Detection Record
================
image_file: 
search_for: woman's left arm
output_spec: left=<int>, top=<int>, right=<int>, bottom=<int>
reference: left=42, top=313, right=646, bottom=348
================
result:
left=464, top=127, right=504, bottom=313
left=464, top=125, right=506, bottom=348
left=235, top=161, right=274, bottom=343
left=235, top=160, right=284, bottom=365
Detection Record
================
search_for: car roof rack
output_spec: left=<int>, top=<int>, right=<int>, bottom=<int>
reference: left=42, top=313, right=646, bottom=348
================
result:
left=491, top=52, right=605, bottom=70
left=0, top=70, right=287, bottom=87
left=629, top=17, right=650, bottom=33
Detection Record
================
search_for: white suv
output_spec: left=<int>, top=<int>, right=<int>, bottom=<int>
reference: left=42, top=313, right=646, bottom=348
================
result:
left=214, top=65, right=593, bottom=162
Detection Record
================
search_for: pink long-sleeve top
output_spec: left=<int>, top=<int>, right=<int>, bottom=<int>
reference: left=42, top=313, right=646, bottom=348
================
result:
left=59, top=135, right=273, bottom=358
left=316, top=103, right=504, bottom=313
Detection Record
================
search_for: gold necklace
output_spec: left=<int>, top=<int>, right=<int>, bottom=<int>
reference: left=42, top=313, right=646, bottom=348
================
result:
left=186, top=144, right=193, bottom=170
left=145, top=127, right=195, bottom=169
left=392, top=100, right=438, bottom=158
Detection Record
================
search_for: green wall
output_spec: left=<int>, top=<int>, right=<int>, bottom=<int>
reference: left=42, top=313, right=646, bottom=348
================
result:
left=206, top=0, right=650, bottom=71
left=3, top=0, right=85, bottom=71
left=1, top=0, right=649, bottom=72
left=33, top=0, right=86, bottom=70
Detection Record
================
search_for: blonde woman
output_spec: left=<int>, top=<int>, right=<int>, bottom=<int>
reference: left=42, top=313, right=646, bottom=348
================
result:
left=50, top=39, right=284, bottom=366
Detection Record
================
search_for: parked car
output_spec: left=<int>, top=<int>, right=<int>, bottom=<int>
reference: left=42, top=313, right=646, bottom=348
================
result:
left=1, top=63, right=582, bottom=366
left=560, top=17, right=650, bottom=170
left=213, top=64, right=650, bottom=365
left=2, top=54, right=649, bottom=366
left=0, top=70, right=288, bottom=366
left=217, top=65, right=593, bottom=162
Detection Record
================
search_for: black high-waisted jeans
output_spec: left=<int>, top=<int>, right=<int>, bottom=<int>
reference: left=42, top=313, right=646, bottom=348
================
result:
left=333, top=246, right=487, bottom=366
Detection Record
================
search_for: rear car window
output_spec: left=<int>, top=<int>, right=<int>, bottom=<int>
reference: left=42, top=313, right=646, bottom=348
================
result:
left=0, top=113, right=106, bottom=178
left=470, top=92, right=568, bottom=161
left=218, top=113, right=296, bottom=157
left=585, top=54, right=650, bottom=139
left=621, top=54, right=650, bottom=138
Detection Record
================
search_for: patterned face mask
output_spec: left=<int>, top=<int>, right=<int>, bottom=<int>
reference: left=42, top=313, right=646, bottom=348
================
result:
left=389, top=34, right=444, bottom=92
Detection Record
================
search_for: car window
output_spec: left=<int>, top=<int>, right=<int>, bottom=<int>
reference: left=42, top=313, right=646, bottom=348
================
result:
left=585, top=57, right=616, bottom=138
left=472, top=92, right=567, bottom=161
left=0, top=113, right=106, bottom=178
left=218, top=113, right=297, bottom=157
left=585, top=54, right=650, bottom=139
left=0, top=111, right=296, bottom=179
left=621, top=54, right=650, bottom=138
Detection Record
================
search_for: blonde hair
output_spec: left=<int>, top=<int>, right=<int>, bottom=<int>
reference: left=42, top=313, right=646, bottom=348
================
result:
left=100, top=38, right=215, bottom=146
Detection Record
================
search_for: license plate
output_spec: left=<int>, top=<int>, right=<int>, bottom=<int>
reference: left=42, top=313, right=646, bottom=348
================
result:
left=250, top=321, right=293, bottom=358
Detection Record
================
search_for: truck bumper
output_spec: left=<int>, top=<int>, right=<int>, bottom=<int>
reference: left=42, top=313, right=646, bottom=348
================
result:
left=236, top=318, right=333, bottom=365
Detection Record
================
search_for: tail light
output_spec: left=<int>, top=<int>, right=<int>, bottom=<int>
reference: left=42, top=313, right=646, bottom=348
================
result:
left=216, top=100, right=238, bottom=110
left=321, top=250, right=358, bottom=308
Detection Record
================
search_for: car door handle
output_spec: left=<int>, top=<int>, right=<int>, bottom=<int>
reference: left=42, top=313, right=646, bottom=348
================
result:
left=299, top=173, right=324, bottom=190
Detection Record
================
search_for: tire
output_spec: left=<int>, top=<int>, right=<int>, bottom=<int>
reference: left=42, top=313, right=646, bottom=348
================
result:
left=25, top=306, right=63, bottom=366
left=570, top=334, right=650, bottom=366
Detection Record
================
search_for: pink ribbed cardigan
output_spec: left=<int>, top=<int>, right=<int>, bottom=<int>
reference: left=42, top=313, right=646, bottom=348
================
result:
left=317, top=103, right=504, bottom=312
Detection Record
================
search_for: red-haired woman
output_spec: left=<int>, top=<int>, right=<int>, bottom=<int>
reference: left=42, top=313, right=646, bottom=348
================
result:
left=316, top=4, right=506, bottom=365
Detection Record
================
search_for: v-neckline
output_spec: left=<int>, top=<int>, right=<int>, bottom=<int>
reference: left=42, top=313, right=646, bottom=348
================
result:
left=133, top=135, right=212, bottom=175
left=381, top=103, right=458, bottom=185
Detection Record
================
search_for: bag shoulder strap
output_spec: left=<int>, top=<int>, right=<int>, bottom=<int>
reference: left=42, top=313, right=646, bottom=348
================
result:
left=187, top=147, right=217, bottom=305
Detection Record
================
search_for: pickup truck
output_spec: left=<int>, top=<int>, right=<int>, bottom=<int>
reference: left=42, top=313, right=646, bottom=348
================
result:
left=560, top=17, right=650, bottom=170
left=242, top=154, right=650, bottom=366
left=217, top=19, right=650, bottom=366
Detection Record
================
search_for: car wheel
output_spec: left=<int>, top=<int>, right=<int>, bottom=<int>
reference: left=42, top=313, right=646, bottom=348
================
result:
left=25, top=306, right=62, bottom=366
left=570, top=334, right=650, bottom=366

* _How to complete this task_
The entries above are to be output exactly as they appear.

* _Worked solution_
Detection Record
================
image_file: 
search_for: woman's left arm
output_spec: left=<int>, top=<int>, right=<int>, bottom=<int>
reference: left=42, top=313, right=646, bottom=348
================
result:
left=464, top=127, right=504, bottom=313
left=464, top=125, right=506, bottom=348
left=235, top=161, right=274, bottom=343
left=235, top=160, right=284, bottom=365
Detection Record
================
search_for: car roof rack
output_spec: left=<int>, top=<int>, right=<int>, bottom=<int>
reference: left=42, top=313, right=646, bottom=348
================
result:
left=491, top=52, right=605, bottom=70
left=0, top=70, right=287, bottom=87
left=629, top=17, right=650, bottom=33
Detection Record
================
search_for: white suv
output_spec: left=<int>, top=<int>, right=<int>, bottom=<int>
reference: left=42, top=313, right=646, bottom=348
================
result:
left=214, top=65, right=593, bottom=162
Detection Record
================
search_for: pink long-sleeve top
output_spec: left=<int>, top=<int>, right=<int>, bottom=<int>
reference: left=42, top=313, right=646, bottom=348
================
result:
left=59, top=135, right=273, bottom=358
left=316, top=103, right=504, bottom=313
Detection Record
================
search_for: gold necklace
output_spec: left=<int>, top=<int>, right=<int>, bottom=<int>
reference: left=42, top=313, right=646, bottom=348
================
result:
left=186, top=144, right=193, bottom=170
left=145, top=127, right=195, bottom=169
left=392, top=100, right=438, bottom=158
Detection Record
================
search_for: green wall
output_spec: left=<int>, top=<int>, right=<int>, bottom=<int>
reference: left=42, top=313, right=646, bottom=348
================
result:
left=206, top=0, right=650, bottom=71
left=3, top=0, right=85, bottom=71
left=1, top=0, right=649, bottom=72
left=33, top=0, right=86, bottom=70
Detection Record
================
search_for: blonde woman
output_spec: left=<int>, top=<int>, right=<int>, bottom=<int>
reference: left=42, top=313, right=646, bottom=348
================
result:
left=50, top=39, right=284, bottom=366
Detection Record
================
search_for: parked car
output_spec: left=<int>, top=<int>, right=<int>, bottom=<int>
reference: left=42, top=313, right=646, bottom=348
================
result:
left=1, top=63, right=582, bottom=366
left=560, top=17, right=650, bottom=170
left=213, top=64, right=650, bottom=365
left=2, top=54, right=649, bottom=366
left=0, top=70, right=288, bottom=366
left=217, top=65, right=593, bottom=162
Detection Record
================
search_for: black high-waisted jeans
output_spec: left=<int>, top=<int>, right=<int>, bottom=<int>
reference: left=42, top=313, right=646, bottom=348
================
result:
left=333, top=246, right=487, bottom=366
Detection Record
================
search_for: rear car window
output_spec: left=<int>, top=<int>, right=<int>, bottom=<int>
reference: left=42, top=313, right=646, bottom=348
================
result:
left=0, top=113, right=106, bottom=178
left=470, top=92, right=568, bottom=161
left=218, top=113, right=296, bottom=157
left=585, top=54, right=650, bottom=139
left=621, top=54, right=650, bottom=138
Detection Record
================
search_for: patterned face mask
output_spec: left=<int>, top=<int>, right=<int>, bottom=<int>
reference: left=42, top=313, right=646, bottom=348
================
result:
left=389, top=34, right=444, bottom=92
Detection Record
================
search_for: car window
output_spec: left=<int>, top=<int>, right=<int>, bottom=<int>
reference: left=42, top=313, right=646, bottom=348
================
result:
left=585, top=57, right=616, bottom=138
left=472, top=92, right=567, bottom=161
left=0, top=113, right=106, bottom=178
left=218, top=113, right=297, bottom=157
left=585, top=54, right=650, bottom=139
left=0, top=111, right=296, bottom=179
left=621, top=54, right=650, bottom=138
Detection Record
================
search_for: blonde hair
output_spec: left=<int>, top=<int>, right=<int>, bottom=<int>
reference: left=42, top=313, right=646, bottom=348
================
result:
left=100, top=38, right=215, bottom=146
Detection Record
================
search_for: license plate
output_spec: left=<int>, top=<int>, right=<int>, bottom=<int>
reference: left=42, top=313, right=646, bottom=348
================
result:
left=250, top=321, right=293, bottom=358
Detection Record
================
search_for: truck bumper
output_spec: left=<int>, top=<int>, right=<int>, bottom=<int>
reference: left=42, top=313, right=646, bottom=348
================
result:
left=236, top=318, right=333, bottom=365
Detection Record
================
search_for: tail light
output_spec: left=<int>, top=<int>, right=<int>, bottom=<int>
reference: left=42, top=313, right=646, bottom=348
================
result:
left=216, top=100, right=238, bottom=110
left=321, top=250, right=358, bottom=308
Detection Record
================
search_for: car door handle
output_spec: left=<int>, top=<int>, right=<int>, bottom=<int>
reference: left=42, top=313, right=646, bottom=348
================
result:
left=299, top=173, right=324, bottom=190
Detection Record
================
search_for: tire
output_spec: left=<int>, top=<int>, right=<int>, bottom=<int>
reference: left=42, top=313, right=646, bottom=348
================
result:
left=25, top=306, right=63, bottom=366
left=570, top=334, right=650, bottom=366
Detection Record
================
search_for: pink ribbed cardigan
output_spec: left=<int>, top=<int>, right=<int>, bottom=<int>
reference: left=42, top=313, right=646, bottom=348
================
result:
left=317, top=103, right=504, bottom=312
Detection Record
================
search_for: red-haired woman
output_spec: left=<int>, top=<int>, right=<int>, bottom=<int>
reference: left=42, top=313, right=646, bottom=348
================
result:
left=316, top=4, right=506, bottom=365
Detection Record
================
search_for: v-neckline
output_spec: left=<int>, top=<int>, right=<int>, bottom=<int>
reference: left=42, top=313, right=646, bottom=348
================
result:
left=133, top=135, right=212, bottom=175
left=381, top=103, right=458, bottom=185
Detection Record
================
search_for: bag shoulder strap
output_spec: left=<int>, top=<int>, right=<int>, bottom=<int>
reference: left=42, top=313, right=646, bottom=348
================
result:
left=187, top=147, right=217, bottom=305
Detection Record
================
search_for: pickup truck
output_spec: left=<int>, top=<int>, right=<int>, bottom=<int>
reference: left=42, top=313, right=646, bottom=348
================
result:
left=560, top=17, right=650, bottom=170
left=242, top=154, right=650, bottom=366
left=217, top=19, right=650, bottom=366
Detection Record
================
search_for: car wheel
output_spec: left=<int>, top=<int>, right=<int>, bottom=<int>
reference: left=42, top=313, right=646, bottom=348
================
result:
left=25, top=306, right=62, bottom=366
left=570, top=334, right=650, bottom=366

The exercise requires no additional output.